Material shown:
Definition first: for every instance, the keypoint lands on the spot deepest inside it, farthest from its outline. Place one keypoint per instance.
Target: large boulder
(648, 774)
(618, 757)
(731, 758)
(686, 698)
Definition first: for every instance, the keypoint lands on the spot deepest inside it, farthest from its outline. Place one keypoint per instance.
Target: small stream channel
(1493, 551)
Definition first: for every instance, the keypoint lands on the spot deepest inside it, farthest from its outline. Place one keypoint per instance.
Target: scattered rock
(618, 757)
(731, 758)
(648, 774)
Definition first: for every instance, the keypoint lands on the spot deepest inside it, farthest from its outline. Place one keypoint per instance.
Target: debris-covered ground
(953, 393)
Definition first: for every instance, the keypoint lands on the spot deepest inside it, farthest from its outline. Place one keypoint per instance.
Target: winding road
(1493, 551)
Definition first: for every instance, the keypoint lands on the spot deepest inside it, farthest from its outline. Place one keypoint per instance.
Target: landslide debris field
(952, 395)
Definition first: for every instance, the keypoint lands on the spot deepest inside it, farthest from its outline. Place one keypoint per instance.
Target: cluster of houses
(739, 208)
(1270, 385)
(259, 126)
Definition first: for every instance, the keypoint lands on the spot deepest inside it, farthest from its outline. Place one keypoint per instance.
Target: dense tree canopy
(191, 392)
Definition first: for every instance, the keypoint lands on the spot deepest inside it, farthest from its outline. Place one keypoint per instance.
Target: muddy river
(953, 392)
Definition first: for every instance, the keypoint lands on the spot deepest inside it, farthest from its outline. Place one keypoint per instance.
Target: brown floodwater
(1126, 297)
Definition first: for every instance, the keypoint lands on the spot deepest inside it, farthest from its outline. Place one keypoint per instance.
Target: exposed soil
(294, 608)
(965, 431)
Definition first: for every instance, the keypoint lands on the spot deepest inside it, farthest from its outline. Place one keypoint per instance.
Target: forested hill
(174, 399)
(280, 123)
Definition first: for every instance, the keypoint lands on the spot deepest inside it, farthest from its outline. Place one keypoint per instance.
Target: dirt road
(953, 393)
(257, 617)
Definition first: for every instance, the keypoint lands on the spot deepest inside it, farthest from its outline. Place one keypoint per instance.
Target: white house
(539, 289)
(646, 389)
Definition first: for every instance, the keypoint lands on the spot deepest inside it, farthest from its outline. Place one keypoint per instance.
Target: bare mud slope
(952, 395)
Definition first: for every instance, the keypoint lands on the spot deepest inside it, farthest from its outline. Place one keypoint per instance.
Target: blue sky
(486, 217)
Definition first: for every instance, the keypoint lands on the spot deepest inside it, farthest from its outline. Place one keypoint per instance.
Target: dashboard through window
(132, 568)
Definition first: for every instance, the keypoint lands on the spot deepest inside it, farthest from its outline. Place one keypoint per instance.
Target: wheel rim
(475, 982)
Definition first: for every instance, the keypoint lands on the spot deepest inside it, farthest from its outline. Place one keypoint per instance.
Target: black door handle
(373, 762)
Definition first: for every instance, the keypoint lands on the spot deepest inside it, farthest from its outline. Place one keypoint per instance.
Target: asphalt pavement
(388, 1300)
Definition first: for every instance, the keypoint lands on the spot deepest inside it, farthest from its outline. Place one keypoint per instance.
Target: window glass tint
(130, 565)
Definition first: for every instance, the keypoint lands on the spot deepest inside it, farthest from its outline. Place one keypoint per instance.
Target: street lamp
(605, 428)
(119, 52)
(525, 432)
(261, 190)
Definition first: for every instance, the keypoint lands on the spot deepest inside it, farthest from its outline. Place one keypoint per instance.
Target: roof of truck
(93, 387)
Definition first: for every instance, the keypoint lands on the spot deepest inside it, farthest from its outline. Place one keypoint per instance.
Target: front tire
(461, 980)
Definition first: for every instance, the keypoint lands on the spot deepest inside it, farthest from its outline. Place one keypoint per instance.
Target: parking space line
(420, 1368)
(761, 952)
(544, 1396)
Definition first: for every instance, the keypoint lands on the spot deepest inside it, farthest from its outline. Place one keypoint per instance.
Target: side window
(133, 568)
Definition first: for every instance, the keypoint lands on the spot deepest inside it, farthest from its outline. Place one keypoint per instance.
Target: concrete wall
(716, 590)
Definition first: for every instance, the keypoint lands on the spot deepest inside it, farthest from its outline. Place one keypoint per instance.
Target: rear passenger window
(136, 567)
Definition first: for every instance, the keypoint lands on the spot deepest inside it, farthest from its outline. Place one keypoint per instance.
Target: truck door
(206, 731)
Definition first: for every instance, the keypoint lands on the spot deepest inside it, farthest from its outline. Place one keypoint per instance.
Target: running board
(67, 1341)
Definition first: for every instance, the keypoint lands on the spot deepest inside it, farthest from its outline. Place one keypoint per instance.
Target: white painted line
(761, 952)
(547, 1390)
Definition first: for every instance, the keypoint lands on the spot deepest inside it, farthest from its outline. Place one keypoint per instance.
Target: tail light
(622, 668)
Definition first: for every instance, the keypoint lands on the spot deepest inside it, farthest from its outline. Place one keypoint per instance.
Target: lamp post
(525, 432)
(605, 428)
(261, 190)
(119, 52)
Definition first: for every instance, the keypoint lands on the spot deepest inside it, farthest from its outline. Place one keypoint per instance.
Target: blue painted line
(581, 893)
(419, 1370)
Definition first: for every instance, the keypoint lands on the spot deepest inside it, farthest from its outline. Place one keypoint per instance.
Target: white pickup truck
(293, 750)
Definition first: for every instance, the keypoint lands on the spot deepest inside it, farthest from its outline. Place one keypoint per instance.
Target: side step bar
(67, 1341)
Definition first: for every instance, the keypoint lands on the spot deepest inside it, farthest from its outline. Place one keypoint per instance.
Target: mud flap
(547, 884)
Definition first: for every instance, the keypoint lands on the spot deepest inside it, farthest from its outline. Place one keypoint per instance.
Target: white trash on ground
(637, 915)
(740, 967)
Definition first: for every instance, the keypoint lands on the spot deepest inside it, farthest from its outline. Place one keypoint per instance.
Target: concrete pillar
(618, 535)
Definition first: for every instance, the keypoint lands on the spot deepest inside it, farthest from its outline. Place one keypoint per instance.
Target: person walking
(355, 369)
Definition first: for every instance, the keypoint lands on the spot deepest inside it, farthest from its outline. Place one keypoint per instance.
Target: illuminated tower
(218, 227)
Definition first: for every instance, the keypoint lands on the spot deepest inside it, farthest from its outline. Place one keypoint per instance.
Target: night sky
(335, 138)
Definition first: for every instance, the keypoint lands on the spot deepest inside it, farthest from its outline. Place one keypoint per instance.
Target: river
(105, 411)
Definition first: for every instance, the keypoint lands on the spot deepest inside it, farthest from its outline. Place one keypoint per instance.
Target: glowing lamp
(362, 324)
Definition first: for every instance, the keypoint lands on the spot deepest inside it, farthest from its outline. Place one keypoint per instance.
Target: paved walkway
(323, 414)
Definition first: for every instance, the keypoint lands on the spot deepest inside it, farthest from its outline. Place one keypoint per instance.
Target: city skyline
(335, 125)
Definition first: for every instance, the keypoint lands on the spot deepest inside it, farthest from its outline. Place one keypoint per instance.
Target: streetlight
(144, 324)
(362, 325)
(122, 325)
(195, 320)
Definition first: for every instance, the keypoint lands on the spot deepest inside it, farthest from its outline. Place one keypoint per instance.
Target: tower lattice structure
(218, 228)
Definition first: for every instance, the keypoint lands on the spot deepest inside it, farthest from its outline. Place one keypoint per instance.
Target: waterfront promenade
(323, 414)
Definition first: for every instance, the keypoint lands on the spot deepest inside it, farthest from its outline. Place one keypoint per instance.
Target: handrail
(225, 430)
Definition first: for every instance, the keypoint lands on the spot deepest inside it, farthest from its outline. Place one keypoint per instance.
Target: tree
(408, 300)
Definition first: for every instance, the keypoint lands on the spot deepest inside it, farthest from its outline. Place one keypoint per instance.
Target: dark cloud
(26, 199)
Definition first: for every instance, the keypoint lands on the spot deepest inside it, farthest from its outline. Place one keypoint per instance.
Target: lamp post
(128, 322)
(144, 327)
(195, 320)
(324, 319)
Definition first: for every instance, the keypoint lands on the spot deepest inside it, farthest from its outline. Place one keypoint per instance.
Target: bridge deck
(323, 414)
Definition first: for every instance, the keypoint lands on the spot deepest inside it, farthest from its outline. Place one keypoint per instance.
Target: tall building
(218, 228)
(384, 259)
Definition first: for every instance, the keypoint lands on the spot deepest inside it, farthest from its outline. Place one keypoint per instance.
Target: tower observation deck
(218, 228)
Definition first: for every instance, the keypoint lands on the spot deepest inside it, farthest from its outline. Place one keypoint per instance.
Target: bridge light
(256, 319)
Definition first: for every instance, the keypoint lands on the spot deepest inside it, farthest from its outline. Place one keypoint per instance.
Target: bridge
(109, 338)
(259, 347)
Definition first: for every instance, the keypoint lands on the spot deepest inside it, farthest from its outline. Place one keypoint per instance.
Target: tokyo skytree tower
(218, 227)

What you need to do: How many lines of the material above contain the word "deck", counting only matches with the same capitalization? Reply with the number alone.

Task output: 2